Filter the listing below down to every line that contains the string "shadow", copying each such line in full. Matching is case-sensitive.

━━━━━ Listing ━━━━━

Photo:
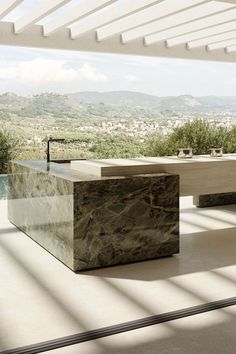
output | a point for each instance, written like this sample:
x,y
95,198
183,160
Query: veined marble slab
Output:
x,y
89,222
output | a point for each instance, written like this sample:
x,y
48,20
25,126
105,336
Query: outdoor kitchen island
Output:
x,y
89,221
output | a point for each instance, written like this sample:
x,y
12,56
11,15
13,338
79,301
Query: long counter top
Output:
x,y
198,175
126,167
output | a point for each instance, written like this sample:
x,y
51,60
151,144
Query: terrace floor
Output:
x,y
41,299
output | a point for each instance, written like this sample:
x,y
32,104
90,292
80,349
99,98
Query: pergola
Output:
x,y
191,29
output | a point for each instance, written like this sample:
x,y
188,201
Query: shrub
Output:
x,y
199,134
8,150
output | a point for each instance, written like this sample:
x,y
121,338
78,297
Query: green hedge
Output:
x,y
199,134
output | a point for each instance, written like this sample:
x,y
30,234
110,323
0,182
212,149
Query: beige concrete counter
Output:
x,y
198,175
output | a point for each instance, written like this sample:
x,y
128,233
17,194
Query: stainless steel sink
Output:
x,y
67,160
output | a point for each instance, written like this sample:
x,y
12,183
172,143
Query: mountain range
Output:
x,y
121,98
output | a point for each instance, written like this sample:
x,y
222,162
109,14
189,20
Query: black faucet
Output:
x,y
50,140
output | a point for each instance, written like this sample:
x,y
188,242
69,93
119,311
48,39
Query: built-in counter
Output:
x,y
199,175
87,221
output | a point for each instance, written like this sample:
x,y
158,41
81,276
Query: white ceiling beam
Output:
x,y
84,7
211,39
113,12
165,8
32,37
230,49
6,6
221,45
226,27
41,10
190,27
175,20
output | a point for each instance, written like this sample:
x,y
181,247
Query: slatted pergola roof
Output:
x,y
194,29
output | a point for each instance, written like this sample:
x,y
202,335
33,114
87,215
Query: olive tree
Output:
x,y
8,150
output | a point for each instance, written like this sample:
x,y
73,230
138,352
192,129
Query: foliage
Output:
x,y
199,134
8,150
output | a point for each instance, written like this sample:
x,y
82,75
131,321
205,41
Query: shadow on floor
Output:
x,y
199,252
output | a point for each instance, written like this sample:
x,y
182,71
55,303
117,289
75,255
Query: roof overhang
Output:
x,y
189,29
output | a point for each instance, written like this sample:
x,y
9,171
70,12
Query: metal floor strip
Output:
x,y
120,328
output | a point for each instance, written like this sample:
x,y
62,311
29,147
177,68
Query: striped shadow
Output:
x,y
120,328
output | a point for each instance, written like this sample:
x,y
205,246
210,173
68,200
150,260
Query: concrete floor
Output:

━━━━━
━━━━━ Listing ━━━━━

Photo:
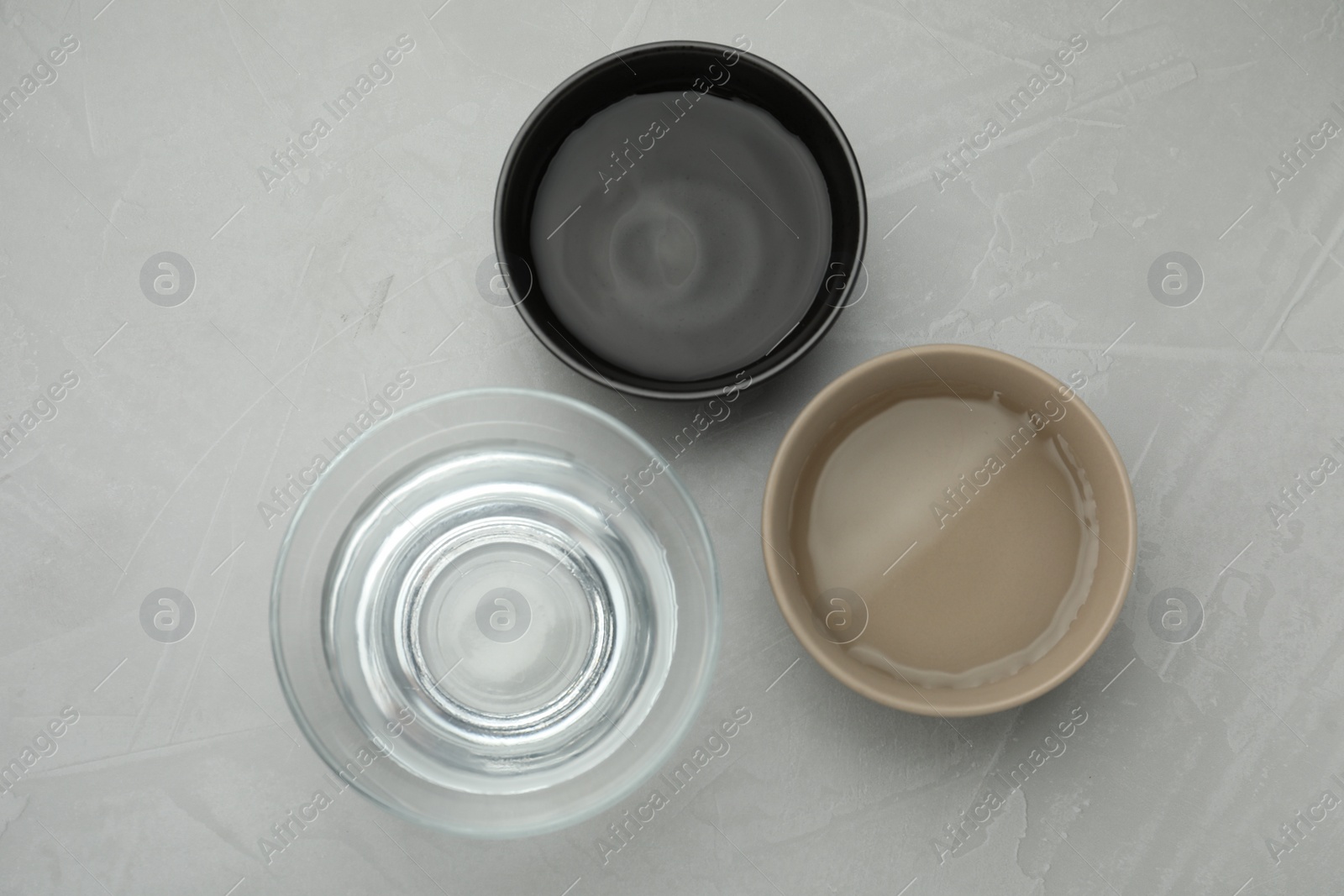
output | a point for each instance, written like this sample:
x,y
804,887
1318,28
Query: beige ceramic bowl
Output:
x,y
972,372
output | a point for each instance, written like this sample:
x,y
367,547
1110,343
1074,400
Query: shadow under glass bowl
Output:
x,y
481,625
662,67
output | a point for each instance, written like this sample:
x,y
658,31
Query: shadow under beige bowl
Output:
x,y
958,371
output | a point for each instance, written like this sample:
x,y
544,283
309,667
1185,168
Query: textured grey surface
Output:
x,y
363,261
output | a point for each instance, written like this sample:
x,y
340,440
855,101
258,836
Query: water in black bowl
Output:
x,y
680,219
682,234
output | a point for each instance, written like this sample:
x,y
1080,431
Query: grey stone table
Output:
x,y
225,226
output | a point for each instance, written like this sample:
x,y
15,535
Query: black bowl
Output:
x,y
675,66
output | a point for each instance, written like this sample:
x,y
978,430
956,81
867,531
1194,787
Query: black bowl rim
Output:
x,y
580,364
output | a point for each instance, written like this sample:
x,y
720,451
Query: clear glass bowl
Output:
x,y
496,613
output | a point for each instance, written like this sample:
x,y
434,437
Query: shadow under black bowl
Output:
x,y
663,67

━━━━━

→ Exercise output
Query: shadow on floor
Query: striped shadow
Query: shadow under glass bowl
Query: shadow under beige bowl
Query: shadow under black bowl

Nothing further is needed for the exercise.